- [Excerpt]:
^^^^

Bisexual identity overtaking gay and lesbian in Britain, official stats show
The number of British people defining themselves as “bisexual” has jumped by 45 per cent in just three years, according new official estimates.
For the first time, more young people in the UK describe themselves as bisexual than gay or lesbian combined, the figures from the Office for National Statistics show.
It is the latest evidence pointing to a shift in attitudes towards sexuality, with increasing numbers viewing their own position as somewhere on a spectrum rather than it being a black-or-white question.
A survey by YouGov published last year found that half of young people, and almost a quarter of the population overall, define themselves as something other than 100 per cent heterosexual.
The overall numbers identified by the official estimates are still very small.
Just 1.7 per cent of the population identified themselves as lesbian, gay or bisexual in the ONS’s Annual Population Survey (APS) – although LGBT groups have long argued that official research, by its very nature, is likely to significantly underestimate the true level.

^^^^

- [To-do list]:
A. Reproduce the passage of the article on bisexual identity in Britain from "It is the latest" up to and including "still very small.".
B. Extend the article on bisexual identity in Britain, picking up after its final sentence.
The data below was taken from a separate source.

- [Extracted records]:
^^^^

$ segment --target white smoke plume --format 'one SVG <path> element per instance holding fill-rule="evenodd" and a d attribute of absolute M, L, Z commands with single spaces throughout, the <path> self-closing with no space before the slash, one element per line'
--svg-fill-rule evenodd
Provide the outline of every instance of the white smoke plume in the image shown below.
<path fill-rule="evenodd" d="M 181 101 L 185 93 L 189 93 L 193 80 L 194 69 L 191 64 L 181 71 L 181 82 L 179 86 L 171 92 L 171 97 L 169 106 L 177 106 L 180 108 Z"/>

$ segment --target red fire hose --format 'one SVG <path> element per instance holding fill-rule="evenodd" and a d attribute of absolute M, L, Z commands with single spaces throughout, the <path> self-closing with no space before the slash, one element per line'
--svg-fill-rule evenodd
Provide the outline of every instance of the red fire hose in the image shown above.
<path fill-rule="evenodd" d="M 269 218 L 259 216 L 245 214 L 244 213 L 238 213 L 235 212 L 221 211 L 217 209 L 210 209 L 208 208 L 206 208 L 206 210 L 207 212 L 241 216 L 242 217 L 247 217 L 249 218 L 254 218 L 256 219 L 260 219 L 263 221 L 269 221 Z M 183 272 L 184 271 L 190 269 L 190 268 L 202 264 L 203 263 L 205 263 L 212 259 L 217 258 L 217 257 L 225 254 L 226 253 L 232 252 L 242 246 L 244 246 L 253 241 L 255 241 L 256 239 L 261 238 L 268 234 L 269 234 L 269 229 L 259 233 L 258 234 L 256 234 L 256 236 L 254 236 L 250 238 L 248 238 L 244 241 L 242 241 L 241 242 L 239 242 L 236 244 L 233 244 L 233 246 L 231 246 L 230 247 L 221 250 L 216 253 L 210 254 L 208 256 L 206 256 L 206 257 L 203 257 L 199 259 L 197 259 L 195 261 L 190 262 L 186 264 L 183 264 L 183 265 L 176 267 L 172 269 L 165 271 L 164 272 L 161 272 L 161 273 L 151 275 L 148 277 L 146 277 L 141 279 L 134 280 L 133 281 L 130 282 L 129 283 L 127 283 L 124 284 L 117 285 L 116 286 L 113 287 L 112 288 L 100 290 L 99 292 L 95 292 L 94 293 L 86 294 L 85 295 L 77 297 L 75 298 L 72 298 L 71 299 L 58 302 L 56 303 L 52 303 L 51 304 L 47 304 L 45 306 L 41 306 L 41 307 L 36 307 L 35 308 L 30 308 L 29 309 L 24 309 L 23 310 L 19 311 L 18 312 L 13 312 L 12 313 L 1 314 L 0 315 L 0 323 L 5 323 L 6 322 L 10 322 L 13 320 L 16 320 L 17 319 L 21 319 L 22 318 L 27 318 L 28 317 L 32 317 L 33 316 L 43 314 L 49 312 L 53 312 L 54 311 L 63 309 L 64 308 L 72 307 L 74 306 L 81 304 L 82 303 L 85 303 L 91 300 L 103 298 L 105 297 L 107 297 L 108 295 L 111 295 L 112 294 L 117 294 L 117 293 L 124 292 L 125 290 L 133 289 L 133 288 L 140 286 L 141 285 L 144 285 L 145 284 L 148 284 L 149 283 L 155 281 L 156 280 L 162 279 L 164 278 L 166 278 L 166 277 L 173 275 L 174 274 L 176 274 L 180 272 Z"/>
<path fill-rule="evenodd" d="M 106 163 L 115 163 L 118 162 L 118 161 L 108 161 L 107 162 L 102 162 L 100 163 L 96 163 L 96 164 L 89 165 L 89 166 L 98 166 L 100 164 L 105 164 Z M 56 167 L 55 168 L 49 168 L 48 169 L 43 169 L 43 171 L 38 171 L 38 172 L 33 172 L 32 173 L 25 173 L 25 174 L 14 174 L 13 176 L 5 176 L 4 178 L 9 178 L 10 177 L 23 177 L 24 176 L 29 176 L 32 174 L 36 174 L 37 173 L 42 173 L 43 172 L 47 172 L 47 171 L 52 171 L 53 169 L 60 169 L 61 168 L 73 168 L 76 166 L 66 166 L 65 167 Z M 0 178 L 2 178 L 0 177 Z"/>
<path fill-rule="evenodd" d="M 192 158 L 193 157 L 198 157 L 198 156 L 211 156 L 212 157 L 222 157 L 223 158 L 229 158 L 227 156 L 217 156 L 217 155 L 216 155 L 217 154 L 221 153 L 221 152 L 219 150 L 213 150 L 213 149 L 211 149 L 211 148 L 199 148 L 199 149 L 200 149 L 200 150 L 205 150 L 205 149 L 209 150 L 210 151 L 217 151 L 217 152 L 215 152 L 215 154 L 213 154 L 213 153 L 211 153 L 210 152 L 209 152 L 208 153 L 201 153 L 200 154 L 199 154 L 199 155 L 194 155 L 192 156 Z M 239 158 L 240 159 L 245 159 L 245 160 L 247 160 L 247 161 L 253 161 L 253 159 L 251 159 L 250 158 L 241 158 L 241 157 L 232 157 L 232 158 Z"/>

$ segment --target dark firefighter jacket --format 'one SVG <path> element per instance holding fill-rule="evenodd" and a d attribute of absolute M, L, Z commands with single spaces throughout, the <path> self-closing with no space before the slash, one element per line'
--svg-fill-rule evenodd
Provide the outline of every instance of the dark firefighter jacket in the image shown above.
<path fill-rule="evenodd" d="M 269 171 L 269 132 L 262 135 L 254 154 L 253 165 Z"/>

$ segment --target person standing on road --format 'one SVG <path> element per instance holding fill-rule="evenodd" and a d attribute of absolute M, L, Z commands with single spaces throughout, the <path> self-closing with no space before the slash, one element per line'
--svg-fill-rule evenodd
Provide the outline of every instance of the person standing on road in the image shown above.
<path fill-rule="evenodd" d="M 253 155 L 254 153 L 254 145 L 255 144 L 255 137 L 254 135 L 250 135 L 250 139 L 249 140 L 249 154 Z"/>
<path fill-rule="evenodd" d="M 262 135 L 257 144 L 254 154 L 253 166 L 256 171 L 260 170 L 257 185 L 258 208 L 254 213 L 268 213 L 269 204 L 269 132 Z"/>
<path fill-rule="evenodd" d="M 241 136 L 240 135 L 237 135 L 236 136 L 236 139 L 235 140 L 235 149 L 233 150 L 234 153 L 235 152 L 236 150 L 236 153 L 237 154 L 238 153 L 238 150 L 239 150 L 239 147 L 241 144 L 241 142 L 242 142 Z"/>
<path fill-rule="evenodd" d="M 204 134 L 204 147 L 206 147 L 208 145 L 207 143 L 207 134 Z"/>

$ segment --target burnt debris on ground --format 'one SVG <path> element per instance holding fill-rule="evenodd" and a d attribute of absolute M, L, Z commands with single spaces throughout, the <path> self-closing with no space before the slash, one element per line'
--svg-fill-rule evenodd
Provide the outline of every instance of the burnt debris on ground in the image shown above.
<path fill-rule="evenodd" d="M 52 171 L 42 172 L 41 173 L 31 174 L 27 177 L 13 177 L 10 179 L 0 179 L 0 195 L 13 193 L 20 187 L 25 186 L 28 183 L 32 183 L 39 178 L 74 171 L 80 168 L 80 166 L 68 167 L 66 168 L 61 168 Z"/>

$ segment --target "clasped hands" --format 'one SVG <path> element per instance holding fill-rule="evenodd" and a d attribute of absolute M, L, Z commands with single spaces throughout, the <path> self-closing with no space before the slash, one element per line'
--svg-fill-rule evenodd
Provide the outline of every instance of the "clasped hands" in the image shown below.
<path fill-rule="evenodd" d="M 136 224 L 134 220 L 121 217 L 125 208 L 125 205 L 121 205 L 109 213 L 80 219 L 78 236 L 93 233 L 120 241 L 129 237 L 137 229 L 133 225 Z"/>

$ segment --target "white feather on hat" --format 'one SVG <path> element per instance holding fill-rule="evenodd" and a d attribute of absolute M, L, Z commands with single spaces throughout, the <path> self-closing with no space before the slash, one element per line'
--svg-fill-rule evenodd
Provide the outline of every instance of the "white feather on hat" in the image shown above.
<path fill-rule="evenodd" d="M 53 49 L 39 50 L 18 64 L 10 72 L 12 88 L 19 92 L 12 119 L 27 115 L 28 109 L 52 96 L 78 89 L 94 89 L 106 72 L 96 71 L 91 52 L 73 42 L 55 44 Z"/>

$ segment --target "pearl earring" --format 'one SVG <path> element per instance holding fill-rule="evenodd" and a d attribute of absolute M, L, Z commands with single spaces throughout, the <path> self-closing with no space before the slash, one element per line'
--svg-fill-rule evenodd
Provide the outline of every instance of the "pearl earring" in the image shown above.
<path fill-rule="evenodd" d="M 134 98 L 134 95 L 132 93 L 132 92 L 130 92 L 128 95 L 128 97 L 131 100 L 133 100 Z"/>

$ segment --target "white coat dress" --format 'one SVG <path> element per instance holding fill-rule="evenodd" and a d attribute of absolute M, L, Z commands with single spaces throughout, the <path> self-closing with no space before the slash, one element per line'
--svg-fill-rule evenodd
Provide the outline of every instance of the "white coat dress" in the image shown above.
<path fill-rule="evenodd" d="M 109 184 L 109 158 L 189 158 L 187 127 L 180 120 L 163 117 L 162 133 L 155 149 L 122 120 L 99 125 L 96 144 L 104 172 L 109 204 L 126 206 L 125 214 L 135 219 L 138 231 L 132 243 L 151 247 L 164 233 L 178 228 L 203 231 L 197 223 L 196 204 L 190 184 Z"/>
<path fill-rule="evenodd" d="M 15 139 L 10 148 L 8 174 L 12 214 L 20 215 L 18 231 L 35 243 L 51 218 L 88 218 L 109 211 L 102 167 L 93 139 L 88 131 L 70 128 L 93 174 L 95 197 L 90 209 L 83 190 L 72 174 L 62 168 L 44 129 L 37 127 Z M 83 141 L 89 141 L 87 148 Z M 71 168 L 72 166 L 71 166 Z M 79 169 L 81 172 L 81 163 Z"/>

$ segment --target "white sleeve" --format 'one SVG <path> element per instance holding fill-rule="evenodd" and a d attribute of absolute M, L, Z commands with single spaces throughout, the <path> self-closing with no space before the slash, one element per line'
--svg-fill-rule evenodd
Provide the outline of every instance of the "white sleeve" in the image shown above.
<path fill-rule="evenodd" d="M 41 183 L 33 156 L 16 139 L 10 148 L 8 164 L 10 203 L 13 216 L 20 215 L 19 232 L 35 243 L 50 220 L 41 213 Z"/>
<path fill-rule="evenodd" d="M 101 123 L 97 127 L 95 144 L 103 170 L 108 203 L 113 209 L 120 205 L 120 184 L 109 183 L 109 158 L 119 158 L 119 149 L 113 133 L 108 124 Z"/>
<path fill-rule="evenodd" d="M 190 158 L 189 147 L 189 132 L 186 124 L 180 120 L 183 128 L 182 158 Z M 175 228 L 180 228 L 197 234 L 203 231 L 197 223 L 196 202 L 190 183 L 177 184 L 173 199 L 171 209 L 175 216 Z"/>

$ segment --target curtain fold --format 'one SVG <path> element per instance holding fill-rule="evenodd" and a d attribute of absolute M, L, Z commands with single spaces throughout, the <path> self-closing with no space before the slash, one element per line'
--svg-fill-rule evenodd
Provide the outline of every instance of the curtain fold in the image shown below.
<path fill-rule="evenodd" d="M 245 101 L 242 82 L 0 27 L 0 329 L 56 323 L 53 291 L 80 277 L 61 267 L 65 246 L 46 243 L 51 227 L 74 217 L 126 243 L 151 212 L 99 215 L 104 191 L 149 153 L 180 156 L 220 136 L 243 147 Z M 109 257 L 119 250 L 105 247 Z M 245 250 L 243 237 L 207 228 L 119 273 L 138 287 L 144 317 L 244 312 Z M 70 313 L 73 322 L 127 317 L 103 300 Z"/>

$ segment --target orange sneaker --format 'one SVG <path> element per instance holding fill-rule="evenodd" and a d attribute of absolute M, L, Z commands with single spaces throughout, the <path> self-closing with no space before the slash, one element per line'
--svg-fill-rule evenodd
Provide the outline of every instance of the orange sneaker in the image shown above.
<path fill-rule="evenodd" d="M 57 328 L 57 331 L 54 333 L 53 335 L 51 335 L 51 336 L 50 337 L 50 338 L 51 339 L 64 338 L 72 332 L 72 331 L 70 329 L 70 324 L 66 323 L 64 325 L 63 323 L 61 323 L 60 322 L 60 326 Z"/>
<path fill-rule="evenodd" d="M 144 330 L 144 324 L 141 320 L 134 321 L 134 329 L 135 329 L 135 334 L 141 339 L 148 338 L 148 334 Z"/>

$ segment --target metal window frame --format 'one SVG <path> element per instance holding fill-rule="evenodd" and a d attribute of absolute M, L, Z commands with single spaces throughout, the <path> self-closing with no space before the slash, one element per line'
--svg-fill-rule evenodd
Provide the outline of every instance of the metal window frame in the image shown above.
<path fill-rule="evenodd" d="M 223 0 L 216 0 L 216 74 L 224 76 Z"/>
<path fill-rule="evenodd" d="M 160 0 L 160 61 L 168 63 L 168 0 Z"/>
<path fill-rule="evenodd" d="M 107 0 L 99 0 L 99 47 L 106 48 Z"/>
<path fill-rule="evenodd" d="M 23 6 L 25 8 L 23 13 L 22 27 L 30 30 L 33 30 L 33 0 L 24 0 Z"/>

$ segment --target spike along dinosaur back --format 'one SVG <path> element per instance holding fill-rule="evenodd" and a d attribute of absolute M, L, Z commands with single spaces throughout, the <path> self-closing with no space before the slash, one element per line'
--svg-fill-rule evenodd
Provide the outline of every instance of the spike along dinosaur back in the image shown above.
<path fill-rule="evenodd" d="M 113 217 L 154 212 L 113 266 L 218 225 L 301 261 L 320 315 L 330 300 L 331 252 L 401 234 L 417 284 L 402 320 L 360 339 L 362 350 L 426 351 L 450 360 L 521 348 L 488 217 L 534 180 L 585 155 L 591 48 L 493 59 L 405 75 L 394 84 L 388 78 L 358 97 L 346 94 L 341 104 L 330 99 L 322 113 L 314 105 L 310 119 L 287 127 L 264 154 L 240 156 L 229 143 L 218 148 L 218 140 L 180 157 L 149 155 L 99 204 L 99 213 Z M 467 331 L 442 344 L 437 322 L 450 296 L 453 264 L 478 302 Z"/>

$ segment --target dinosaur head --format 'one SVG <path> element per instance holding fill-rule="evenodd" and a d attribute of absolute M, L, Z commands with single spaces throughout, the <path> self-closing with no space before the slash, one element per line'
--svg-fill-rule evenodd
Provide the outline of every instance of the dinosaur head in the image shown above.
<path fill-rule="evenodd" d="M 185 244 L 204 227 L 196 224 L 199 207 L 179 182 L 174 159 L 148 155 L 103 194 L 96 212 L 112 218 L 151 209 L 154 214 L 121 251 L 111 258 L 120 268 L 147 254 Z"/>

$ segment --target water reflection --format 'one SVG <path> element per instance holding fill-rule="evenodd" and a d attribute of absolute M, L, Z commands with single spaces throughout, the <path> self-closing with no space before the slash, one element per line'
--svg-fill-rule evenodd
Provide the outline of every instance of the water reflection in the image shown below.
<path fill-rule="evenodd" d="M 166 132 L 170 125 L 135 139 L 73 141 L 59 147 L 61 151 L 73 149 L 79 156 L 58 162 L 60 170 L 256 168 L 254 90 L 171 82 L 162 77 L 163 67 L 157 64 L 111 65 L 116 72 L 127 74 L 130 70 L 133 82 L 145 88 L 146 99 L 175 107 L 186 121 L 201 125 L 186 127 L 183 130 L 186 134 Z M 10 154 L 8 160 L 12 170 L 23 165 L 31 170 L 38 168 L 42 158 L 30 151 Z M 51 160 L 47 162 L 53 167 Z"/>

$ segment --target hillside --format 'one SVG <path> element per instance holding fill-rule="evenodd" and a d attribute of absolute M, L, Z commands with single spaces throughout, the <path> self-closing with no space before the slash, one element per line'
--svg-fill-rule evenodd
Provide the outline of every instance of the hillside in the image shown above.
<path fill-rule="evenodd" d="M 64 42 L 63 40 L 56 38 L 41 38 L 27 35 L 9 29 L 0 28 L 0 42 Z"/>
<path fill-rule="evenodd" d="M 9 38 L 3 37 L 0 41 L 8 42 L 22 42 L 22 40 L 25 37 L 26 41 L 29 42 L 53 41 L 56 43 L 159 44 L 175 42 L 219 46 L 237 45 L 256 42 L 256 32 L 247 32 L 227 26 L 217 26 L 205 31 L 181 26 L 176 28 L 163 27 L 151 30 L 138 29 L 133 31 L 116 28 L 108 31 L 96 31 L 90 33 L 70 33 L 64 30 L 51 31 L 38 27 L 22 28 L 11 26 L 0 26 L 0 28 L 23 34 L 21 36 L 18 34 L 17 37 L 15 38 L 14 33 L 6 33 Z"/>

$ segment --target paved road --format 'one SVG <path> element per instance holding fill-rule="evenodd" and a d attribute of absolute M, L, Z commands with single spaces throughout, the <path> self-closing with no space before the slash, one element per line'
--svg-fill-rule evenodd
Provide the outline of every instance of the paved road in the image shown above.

^^^^

- [Answers below]:
A.
It is the latest evidence pointing to a shift in attitudes towards sexuality, with increasing numbers viewing their own position as somewhere on a spectrum rather than it being a black-or-white question.
A survey by YouGov published last year found that half of young people, and almost a quarter of the population overall, define themselves as something other than 100 per cent heterosexual.
The overall numbers identified by the official estimates are still very small.

B.
Nevertheless, the ONS said the 45 per cent rise was clearly statistically significant.
Overall it estimates that the number of people in the UK openly identifying as bisexual jumped from 230,000 in 2012 to 334,000 at the time of the most recent population survey carried out last year.
By contrast, the number defined as gay or lesbian rose by a more modest 8.3 per cent in that time to 586,000.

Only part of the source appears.